======== FRAGMENTO DE TEXTO ========

La impresión sistemática del ticket de compra en los supermercados españoles podría tener los días contados. La principal patronal del sector de la distribución alimentaria ha planteado al Gobierno un cambio normativo para que el recibo solo se imprima cuando el cliente lo solicite expresamente, poniendo fin a una práctica que consideran obsoleta y poco alineada con los hábitos actuales de consumo.
La iniciativa parte de la Asociación Española de Distribuidores, Autoservicios y Supermercados (Asedas), que agrupa a compañías líderes como Mercadona, Lidl o Dia, entre otras. Según la organización, el actual marco legal obliga a generar e imprimir un comprobante incluso cuando el consumidor no lo necesita, lo que genera un enorme impacto ambiental y económico difícil de justificar en pleno proceso de digitalización del comercio.
Millones de tickets que acaban en la papelera
Las cifras que maneja el sector son contundentes. Cada año se emiten alrededor de 5.000 millones de tickets, lo que implica el consumo de unas 4.500 toneladas de papel térmico y un coste operativo cercano a los 10 millones de euros. En términos gráficos, la longitud total de esos recibos superaría el millón de kilómetros, una distancia equivalente a dar varias decenas de vueltas al planeta.
Desde la patronal explican que buena parte de estas impresiones no responden a una demanda real del cliente. Las compras rápidas, de bajo importe y con pocos productos, representan un porcentaje elevado de las operaciones diarias. En muchos casos, el consumidor rechaza facilitar un correo electrónico para recibir el ticket digital, pero tampoco desea el comprobante en papel, que termina abandonado en la propia línea de cajas o en la salida del establecimiento.
La propuesta de Asedas pasa por mantener el registro electrónico obligatorio para fines fiscales y de control, pero permitir que la impresión sea opcional. De este modo, se preserva la trazabilidad de las operaciones sin generar residuos innecesarios.

========

= COMPRUEBA TU COMPRENSIÓN =
a – Según el texto sobre el ticket de compra, ¿cuántas toneladas de papel térmico se consumen cada año?
b – Traduce al inglés esta oración del texto sobre el ticket de compra: "De este modo, se preserva la trazabilidad de las operaciones sin generar residuos innecesarios."
c – Prosigue el texto sobre el ticket de compra a partir de su última oración.

======== REGISTROS PROPORCIONADOS ========

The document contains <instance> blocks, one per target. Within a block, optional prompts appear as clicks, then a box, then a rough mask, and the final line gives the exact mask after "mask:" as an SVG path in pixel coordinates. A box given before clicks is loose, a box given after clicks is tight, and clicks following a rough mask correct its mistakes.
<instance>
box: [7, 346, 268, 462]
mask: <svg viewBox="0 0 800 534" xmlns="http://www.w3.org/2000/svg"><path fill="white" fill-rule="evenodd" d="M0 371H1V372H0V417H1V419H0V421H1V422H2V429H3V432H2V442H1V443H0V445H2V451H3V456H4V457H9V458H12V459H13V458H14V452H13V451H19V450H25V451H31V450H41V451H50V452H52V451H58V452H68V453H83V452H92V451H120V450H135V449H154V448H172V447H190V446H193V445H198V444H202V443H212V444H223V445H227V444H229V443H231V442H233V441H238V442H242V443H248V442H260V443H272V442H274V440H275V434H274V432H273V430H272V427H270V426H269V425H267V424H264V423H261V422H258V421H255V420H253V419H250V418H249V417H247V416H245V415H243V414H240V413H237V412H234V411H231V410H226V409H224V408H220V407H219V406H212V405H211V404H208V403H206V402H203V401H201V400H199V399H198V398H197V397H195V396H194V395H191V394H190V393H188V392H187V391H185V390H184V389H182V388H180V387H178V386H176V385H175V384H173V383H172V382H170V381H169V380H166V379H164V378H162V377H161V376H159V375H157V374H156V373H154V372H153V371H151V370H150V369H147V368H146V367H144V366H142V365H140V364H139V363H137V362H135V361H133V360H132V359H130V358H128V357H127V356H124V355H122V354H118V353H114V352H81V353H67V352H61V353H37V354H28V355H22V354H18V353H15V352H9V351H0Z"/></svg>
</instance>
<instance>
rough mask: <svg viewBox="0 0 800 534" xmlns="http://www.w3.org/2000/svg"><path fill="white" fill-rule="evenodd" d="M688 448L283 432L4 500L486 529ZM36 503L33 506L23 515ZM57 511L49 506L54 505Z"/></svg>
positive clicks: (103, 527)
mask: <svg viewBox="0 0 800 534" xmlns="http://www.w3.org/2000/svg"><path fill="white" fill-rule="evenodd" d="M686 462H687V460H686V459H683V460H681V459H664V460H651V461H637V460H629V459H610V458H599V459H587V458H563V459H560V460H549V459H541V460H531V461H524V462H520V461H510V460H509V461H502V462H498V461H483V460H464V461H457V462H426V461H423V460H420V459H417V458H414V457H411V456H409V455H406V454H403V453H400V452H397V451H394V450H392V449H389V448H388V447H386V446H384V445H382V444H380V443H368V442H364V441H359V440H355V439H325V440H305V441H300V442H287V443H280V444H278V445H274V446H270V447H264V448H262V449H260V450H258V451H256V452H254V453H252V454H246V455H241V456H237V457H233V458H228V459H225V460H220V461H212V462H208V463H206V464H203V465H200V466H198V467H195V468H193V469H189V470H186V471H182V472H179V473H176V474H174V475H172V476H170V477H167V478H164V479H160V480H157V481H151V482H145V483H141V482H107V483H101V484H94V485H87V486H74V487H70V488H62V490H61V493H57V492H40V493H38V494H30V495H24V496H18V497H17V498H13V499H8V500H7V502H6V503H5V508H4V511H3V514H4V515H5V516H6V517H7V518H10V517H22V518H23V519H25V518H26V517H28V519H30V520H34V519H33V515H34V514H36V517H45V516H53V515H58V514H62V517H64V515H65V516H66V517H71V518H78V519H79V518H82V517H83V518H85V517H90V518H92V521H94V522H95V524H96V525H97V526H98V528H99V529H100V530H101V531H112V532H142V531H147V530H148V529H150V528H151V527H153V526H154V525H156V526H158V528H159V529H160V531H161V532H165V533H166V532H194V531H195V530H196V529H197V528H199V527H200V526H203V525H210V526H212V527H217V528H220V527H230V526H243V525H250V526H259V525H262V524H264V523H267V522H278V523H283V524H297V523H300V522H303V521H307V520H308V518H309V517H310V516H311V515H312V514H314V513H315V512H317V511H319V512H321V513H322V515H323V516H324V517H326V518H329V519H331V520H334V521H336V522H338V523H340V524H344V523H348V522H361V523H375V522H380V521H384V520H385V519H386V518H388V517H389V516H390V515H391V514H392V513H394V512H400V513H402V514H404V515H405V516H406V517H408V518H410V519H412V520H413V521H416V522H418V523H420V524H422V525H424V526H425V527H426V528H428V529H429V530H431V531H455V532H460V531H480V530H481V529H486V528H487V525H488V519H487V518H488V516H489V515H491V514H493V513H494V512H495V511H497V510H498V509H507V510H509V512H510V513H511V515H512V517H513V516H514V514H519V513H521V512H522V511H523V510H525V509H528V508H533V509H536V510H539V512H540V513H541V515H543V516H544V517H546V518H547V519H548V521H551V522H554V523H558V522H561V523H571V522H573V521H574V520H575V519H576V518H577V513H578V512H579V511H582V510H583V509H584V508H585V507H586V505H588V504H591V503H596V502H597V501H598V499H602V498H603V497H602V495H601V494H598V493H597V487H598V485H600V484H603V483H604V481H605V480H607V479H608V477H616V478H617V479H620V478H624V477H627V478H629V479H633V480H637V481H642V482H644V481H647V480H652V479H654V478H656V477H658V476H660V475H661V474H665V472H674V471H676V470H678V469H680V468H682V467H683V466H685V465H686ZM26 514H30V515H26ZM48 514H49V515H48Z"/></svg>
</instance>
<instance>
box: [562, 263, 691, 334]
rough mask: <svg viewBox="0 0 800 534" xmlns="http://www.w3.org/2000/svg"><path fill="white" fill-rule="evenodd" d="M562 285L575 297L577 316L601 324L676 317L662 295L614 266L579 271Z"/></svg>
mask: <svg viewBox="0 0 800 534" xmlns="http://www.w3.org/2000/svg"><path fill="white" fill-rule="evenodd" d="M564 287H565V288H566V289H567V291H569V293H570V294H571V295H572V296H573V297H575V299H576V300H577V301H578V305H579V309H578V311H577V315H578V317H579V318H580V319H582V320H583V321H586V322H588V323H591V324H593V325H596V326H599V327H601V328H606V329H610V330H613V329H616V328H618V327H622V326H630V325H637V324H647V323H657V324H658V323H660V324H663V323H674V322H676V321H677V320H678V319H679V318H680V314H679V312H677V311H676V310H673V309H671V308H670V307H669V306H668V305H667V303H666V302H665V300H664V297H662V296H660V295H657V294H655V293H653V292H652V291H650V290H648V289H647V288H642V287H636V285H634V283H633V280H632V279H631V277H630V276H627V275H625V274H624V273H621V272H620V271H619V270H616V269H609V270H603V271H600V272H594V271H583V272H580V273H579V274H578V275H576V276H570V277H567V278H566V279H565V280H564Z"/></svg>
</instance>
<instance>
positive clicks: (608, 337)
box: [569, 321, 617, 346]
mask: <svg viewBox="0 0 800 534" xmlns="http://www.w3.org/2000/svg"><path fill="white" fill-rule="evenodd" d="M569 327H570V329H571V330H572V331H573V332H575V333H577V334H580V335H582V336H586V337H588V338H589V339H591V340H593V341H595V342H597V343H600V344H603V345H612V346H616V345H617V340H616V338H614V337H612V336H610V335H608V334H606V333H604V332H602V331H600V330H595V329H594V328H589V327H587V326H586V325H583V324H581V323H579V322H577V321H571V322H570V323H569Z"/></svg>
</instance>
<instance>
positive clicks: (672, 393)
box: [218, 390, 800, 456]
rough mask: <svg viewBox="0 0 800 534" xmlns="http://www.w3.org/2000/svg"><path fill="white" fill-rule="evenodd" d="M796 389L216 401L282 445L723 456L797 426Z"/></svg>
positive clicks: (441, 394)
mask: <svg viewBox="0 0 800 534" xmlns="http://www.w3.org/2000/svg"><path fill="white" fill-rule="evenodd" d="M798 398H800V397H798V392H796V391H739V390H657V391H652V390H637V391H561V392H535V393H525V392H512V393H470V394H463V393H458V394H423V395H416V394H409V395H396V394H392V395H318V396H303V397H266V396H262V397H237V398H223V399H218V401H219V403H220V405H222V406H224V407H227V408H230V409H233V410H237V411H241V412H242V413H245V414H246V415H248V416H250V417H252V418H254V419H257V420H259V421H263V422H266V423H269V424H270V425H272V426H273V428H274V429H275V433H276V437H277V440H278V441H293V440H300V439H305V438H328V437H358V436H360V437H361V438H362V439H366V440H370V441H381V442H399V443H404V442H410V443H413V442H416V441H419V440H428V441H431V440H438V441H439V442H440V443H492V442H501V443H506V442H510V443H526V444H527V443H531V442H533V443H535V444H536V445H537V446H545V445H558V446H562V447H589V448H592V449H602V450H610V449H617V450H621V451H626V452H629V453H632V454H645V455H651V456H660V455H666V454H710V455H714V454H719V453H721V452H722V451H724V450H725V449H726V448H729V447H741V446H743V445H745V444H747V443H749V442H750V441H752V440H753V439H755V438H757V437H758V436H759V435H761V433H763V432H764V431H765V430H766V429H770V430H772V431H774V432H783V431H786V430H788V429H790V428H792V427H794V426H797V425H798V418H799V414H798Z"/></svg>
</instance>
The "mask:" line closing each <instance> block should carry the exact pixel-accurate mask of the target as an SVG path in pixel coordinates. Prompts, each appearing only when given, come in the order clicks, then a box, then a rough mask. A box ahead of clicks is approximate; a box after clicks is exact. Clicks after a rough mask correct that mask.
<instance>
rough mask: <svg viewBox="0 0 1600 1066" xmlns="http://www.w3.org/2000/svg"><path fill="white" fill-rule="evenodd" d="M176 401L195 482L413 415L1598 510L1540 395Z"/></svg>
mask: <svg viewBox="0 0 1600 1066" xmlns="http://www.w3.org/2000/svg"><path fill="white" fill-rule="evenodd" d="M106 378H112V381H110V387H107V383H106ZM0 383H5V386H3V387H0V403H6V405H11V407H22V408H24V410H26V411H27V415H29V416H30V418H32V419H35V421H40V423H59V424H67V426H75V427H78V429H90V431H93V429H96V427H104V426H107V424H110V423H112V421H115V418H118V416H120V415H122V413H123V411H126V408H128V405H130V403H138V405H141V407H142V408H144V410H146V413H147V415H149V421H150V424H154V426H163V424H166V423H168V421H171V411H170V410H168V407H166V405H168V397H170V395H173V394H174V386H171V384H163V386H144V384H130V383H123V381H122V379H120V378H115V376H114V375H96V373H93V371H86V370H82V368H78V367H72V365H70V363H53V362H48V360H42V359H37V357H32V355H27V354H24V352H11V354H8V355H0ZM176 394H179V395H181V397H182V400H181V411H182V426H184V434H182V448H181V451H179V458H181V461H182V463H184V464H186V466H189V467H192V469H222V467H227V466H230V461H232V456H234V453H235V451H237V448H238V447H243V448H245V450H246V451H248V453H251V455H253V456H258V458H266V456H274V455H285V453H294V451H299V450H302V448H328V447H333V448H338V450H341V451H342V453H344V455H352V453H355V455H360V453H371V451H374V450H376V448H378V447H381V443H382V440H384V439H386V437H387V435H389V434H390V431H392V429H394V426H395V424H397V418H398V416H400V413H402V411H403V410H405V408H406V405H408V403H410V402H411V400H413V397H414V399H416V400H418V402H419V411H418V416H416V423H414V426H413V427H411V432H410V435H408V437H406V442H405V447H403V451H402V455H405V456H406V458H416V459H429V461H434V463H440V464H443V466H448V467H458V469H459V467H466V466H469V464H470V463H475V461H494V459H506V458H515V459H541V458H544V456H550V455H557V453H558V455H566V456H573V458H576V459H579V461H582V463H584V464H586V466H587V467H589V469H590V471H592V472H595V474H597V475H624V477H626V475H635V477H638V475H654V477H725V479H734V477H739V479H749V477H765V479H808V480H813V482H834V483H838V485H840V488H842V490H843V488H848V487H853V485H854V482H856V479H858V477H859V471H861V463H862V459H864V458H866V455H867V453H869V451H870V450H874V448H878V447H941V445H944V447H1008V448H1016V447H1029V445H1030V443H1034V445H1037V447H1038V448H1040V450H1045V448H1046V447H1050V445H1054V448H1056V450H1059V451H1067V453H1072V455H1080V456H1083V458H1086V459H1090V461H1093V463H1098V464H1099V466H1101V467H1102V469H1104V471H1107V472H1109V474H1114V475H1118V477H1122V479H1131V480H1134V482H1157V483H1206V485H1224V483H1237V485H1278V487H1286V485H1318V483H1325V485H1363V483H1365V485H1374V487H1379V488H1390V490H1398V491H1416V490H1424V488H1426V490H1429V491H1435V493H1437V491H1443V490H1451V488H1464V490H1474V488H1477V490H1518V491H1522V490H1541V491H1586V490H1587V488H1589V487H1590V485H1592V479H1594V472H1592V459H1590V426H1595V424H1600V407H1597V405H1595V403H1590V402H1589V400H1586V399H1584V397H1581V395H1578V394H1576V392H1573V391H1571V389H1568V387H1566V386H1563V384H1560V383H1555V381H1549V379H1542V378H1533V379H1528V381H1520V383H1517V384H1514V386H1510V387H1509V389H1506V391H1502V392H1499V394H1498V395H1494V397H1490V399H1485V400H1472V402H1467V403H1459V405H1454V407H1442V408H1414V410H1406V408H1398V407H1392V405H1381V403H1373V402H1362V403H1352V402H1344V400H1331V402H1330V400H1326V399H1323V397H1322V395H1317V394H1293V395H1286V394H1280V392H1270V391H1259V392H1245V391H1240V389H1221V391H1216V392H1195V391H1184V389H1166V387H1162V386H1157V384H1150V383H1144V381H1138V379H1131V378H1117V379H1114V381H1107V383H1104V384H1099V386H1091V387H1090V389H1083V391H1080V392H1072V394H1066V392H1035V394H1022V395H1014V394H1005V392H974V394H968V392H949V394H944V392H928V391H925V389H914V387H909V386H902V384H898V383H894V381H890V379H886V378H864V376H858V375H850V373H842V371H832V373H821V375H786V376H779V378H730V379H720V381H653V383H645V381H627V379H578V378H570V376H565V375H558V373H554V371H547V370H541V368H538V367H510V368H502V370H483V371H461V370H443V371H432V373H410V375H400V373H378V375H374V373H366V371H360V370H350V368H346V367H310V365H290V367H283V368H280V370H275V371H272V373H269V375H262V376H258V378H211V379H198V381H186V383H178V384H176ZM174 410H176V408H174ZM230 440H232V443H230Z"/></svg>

========

= RESULTADOS =
a – Se consumen unas 4.500 toneladas de papel térmico al año.

b – In this way, the traceability of transactions is preserved without generating unnecessary waste.

c –
Un cambio que Europa ya está aplicando
El planteamiento del sector español no es una excepción. Varios países europeos han avanzado ya hacia modelos en los que el ticket en papel deja de ser la opción por defecto. En mercados como Francia, Reino Unido o los países nórdicos, la normativa y las prácticas comerciales fomentan la reducción del papel y priorizan alternativas digitales, en línea con los objetivos de sostenibilidad y economía circular.
Asedas defiende que esta transición sería comparable a otras transformaciones ya asumidas por consumidores y empresas, como la generalización del pago con tarjeta, la desaparición de las bolsas de plástico de un solo uso o la apuesta por envases reutilizables. Para las cadenas de supermercados, se trata de un paso lógico que combina eficiencia, ahorro y compromiso medioambiental.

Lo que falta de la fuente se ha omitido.